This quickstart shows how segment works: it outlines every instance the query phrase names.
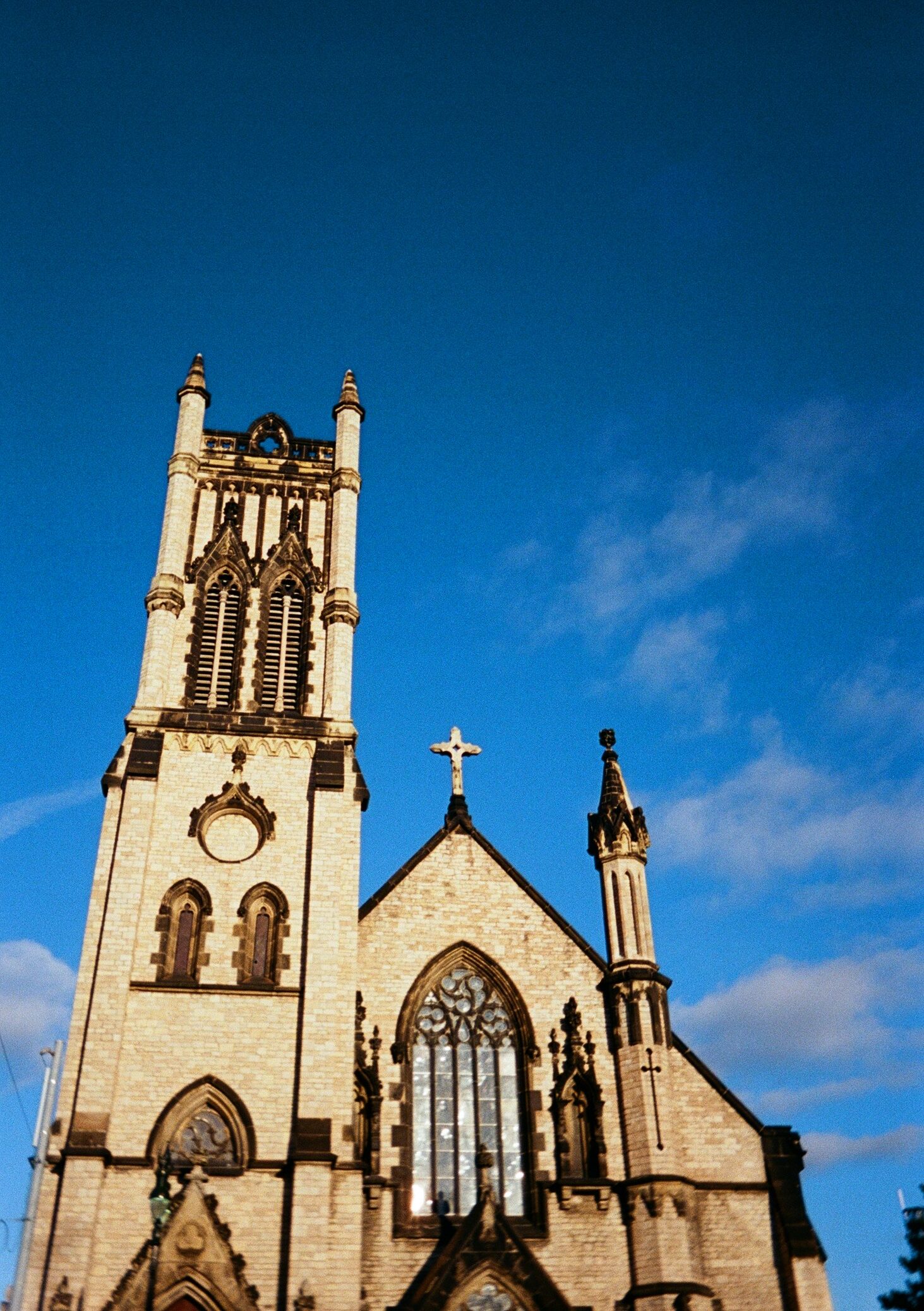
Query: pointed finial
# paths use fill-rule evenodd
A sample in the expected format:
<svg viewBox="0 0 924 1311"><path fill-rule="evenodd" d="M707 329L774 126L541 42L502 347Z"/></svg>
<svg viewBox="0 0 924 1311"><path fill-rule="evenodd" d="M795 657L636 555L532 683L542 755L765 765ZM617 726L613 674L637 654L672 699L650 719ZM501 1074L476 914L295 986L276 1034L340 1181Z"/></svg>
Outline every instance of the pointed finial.
<svg viewBox="0 0 924 1311"><path fill-rule="evenodd" d="M355 409L359 414L360 423L366 418L366 410L359 404L359 389L356 388L356 379L354 378L351 368L347 368L343 374L343 385L339 389L339 400L332 410L334 418L337 418L342 409Z"/></svg>
<svg viewBox="0 0 924 1311"><path fill-rule="evenodd" d="M616 734L612 729L600 729L600 746L603 747L603 787L600 788L600 806L603 813L608 806L619 805L623 801L623 780L619 772L619 756L613 751Z"/></svg>
<svg viewBox="0 0 924 1311"><path fill-rule="evenodd" d="M193 363L189 366L189 372L186 374L186 382L177 392L177 400L190 392L197 396L204 396L206 409L208 409L212 402L212 393L206 388L206 362L199 354L193 357Z"/></svg>

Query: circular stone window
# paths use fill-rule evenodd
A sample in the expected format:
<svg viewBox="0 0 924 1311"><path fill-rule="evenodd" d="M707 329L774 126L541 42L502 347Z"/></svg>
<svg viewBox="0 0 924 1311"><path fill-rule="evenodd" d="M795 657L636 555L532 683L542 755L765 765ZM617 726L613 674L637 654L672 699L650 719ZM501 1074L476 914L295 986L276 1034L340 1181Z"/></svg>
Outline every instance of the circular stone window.
<svg viewBox="0 0 924 1311"><path fill-rule="evenodd" d="M203 826L199 842L214 860L233 864L257 855L262 847L262 834L248 815L225 810Z"/></svg>

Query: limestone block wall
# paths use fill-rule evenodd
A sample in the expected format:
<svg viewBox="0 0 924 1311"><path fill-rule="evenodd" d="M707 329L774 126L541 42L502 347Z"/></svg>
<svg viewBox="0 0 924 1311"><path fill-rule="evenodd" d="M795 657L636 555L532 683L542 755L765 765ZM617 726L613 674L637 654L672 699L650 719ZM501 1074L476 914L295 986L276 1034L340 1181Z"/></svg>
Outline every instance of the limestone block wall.
<svg viewBox="0 0 924 1311"><path fill-rule="evenodd" d="M611 1176L623 1168L616 1087L606 1050L603 999L598 991L600 968L562 932L488 852L467 834L447 836L359 926L359 987L367 1009L366 1032L377 1024L384 1040L381 1076L385 1086L381 1125L381 1173L389 1179L401 1164L393 1130L401 1125L404 1070L388 1059L398 1012L417 975L442 950L465 941L495 961L520 992L532 1020L539 1059L528 1065L536 1109L536 1171L554 1179L554 1141L549 1112L552 1061L549 1030L561 1033L561 1013L574 996L585 1032L598 1041L598 1078L606 1100L604 1127ZM395 944L401 950L395 950ZM400 1131L397 1134L400 1137ZM370 1311L395 1303L433 1240L392 1238L391 1190L381 1206L367 1211L364 1282ZM547 1239L529 1240L552 1277L577 1304L612 1307L628 1286L625 1230L616 1201L598 1210L592 1197L571 1200L568 1211L548 1200ZM588 1251L596 1259L586 1260ZM600 1253L606 1251L606 1260Z"/></svg>

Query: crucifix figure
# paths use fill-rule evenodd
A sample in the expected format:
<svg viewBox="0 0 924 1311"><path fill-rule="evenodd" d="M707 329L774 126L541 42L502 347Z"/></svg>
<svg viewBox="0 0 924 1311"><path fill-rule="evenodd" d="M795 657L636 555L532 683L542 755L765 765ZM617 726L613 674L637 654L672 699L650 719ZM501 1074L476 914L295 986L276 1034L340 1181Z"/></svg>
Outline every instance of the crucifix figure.
<svg viewBox="0 0 924 1311"><path fill-rule="evenodd" d="M647 1065L642 1066L641 1068L642 1068L642 1074L647 1074L647 1075L651 1076L651 1105L654 1106L654 1127L655 1127L657 1134L658 1134L658 1151L663 1151L664 1150L664 1145L661 1141L661 1116L658 1114L658 1089L657 1089L655 1083L654 1083L654 1076L657 1074L661 1074L661 1066L657 1066L654 1063L654 1059L653 1059L654 1058L654 1053L651 1051L651 1047L645 1047L645 1051L647 1053Z"/></svg>
<svg viewBox="0 0 924 1311"><path fill-rule="evenodd" d="M465 755L478 755L481 753L480 746L473 746L471 742L463 742L461 732L457 728L452 728L450 732L448 742L434 742L430 747L436 755L448 755L452 760L452 796L464 797L465 791L461 785L461 762Z"/></svg>

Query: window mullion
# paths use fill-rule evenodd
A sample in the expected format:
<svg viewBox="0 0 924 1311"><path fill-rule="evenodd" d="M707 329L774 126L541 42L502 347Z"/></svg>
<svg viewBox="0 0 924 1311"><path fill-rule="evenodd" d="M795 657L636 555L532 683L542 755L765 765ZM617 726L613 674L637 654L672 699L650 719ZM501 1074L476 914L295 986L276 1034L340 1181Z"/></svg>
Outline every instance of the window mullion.
<svg viewBox="0 0 924 1311"><path fill-rule="evenodd" d="M461 1210L460 1198L460 1185L459 1185L459 1047L452 1045L452 1126L455 1133L452 1135L452 1202L453 1211L457 1215Z"/></svg>
<svg viewBox="0 0 924 1311"><path fill-rule="evenodd" d="M498 1203L503 1210L503 1118L501 1108L501 1061L497 1047L491 1047L494 1054L494 1106L497 1117L497 1188L499 1192Z"/></svg>
<svg viewBox="0 0 924 1311"><path fill-rule="evenodd" d="M436 1206L436 1047L430 1045L430 1205Z"/></svg>

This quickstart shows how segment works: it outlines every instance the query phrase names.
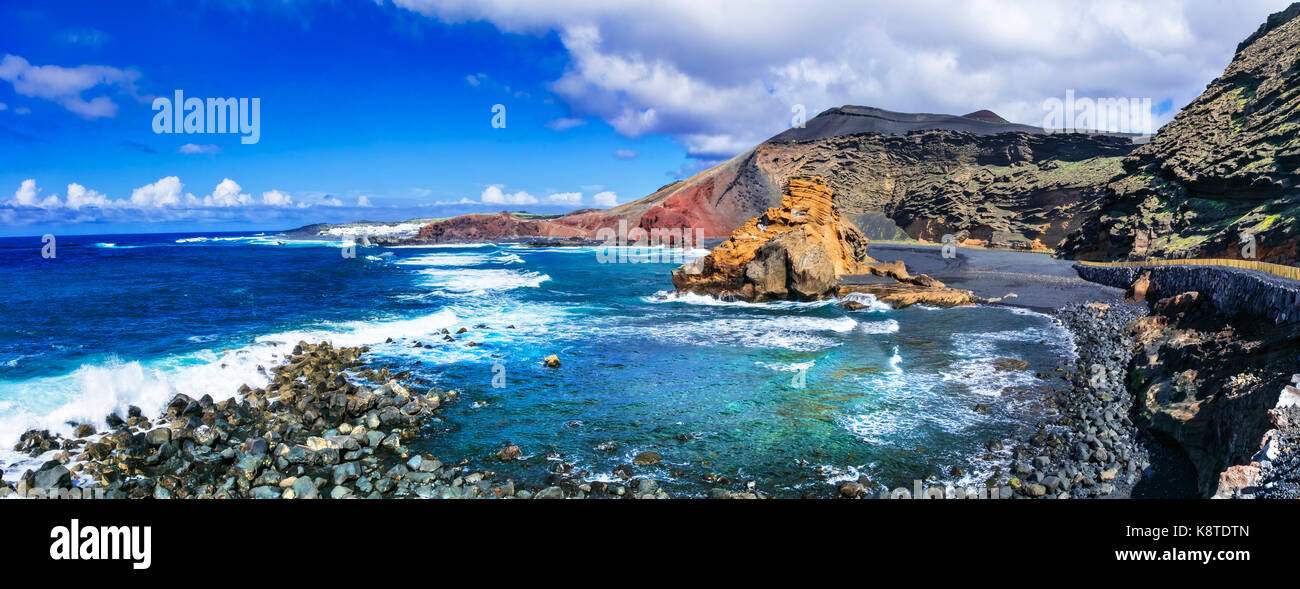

※ ※ ※

To do: Reproduce all of the material above word for word, but omit the pictures.

In response:
This quickstart shows how segment works: it outlines every instance the query phrase names.
Query: pointed finial
# paths use fill-rule evenodd
A sample in the expected format:
<svg viewBox="0 0 924 1311"><path fill-rule="evenodd" d="M707 329L774 126L541 42L502 347Z"/></svg>
<svg viewBox="0 0 924 1311"><path fill-rule="evenodd" d="M795 657L636 555L532 683L542 755L765 765ZM617 726L613 674L637 654L672 699L650 719ZM501 1074L476 914L295 986L276 1034L340 1181Z"/></svg>
Outline every instance of the pointed finial.
<svg viewBox="0 0 924 1311"><path fill-rule="evenodd" d="M355 409L359 414L360 423L366 418L366 410L359 404L359 389L356 388L356 379L354 378L351 368L347 368L343 374L343 385L339 389L339 400L332 410L334 418L337 418L342 409Z"/></svg>
<svg viewBox="0 0 924 1311"><path fill-rule="evenodd" d="M616 734L612 729L600 729L600 746L603 747L603 787L600 788L600 806L603 813L608 806L619 805L623 801L623 780L619 772L619 756L613 751Z"/></svg>
<svg viewBox="0 0 924 1311"><path fill-rule="evenodd" d="M193 363L189 366L189 372L186 374L186 382L177 392L177 400L190 392L197 396L204 396L206 409L208 409L212 402L212 393L206 388L206 362L199 354L193 357Z"/></svg>

Query: circular stone window
# paths use fill-rule evenodd
A sample in the expected format:
<svg viewBox="0 0 924 1311"><path fill-rule="evenodd" d="M707 329L774 126L541 42L502 347Z"/></svg>
<svg viewBox="0 0 924 1311"><path fill-rule="evenodd" d="M795 657L636 555L532 683L542 755L765 765ZM617 726L613 674L637 654L672 699L650 719ZM501 1074L476 914L295 986L276 1034L340 1181Z"/></svg>
Outline every instance of the circular stone window.
<svg viewBox="0 0 924 1311"><path fill-rule="evenodd" d="M203 826L199 842L214 860L233 864L257 855L262 847L262 834L248 815L225 810Z"/></svg>

Query: limestone block wall
# paths use fill-rule evenodd
A sample in the expected format:
<svg viewBox="0 0 924 1311"><path fill-rule="evenodd" d="M707 329L774 126L541 42L502 347Z"/></svg>
<svg viewBox="0 0 924 1311"><path fill-rule="evenodd" d="M795 657L636 555L532 683L542 755L765 765ZM617 726L613 674L637 654L672 699L650 719ZM501 1074L476 914L295 986L276 1034L340 1181Z"/></svg>
Outline every instance of the limestone block wall.
<svg viewBox="0 0 924 1311"><path fill-rule="evenodd" d="M611 1176L623 1168L616 1087L606 1050L603 999L598 991L600 968L562 932L488 852L467 834L447 836L359 926L359 987L367 1009L366 1032L377 1024L384 1040L381 1076L385 1086L381 1125L381 1173L389 1179L401 1164L393 1130L401 1125L404 1070L388 1059L398 1012L417 975L442 950L465 941L495 961L520 992L532 1020L539 1059L528 1065L536 1109L536 1171L554 1179L554 1141L549 1112L552 1061L549 1030L561 1033L561 1013L574 996L585 1032L598 1041L598 1078L606 1100L604 1127ZM395 944L401 950L395 950ZM400 1131L397 1134L400 1137ZM370 1311L395 1303L433 1240L392 1238L391 1190L381 1206L367 1211L364 1282ZM547 1239L529 1240L552 1277L577 1304L612 1307L628 1286L625 1230L616 1201L598 1210L592 1197L571 1200L568 1211L548 1200ZM588 1251L596 1259L586 1260ZM600 1253L606 1251L606 1260Z"/></svg>

Query: crucifix figure
# paths use fill-rule evenodd
A sample in the expected format:
<svg viewBox="0 0 924 1311"><path fill-rule="evenodd" d="M707 329L774 126L541 42L502 347Z"/></svg>
<svg viewBox="0 0 924 1311"><path fill-rule="evenodd" d="M795 657L636 555L532 683L542 755L765 765ZM617 726L613 674L637 654L672 699L650 719ZM501 1074L476 914L295 986L276 1034L340 1181Z"/></svg>
Outline every instance of the crucifix figure.
<svg viewBox="0 0 924 1311"><path fill-rule="evenodd" d="M647 1065L642 1066L641 1068L642 1068L642 1074L647 1074L647 1075L651 1076L651 1105L654 1106L654 1127L655 1127L657 1134L658 1134L658 1151L663 1151L664 1150L664 1145L661 1141L661 1116L658 1114L658 1089L657 1089L655 1083L654 1083L654 1076L657 1074L661 1074L661 1066L657 1066L654 1063L654 1059L653 1059L654 1058L654 1053L651 1051L651 1047L645 1047L645 1051L647 1053Z"/></svg>
<svg viewBox="0 0 924 1311"><path fill-rule="evenodd" d="M465 755L478 755L481 753L480 746L473 746L471 742L463 742L461 732L457 728L452 728L450 732L448 742L434 742L430 747L436 755L448 755L452 760L452 796L464 797L465 791L461 785L461 762Z"/></svg>

Query: window mullion
# paths use fill-rule evenodd
A sample in the expected format:
<svg viewBox="0 0 924 1311"><path fill-rule="evenodd" d="M707 329L774 126L541 42L502 347Z"/></svg>
<svg viewBox="0 0 924 1311"><path fill-rule="evenodd" d="M795 657L636 555L532 683L542 755L765 765ZM617 726L613 674L637 654L672 699L650 719ZM501 1074L476 914L295 986L276 1034L340 1181Z"/></svg>
Outline every instance of the window mullion.
<svg viewBox="0 0 924 1311"><path fill-rule="evenodd" d="M461 1210L460 1198L460 1185L459 1185L459 1047L452 1045L452 1126L455 1133L452 1135L452 1202L453 1211L457 1215Z"/></svg>
<svg viewBox="0 0 924 1311"><path fill-rule="evenodd" d="M498 1203L503 1210L503 1118L501 1108L501 1061L497 1047L491 1047L494 1054L494 1106L497 1117L497 1188L499 1192Z"/></svg>
<svg viewBox="0 0 924 1311"><path fill-rule="evenodd" d="M436 1206L436 1047L430 1045L430 1205Z"/></svg>

This quickstart shows how segment works: it outlines every instance the query phrase names.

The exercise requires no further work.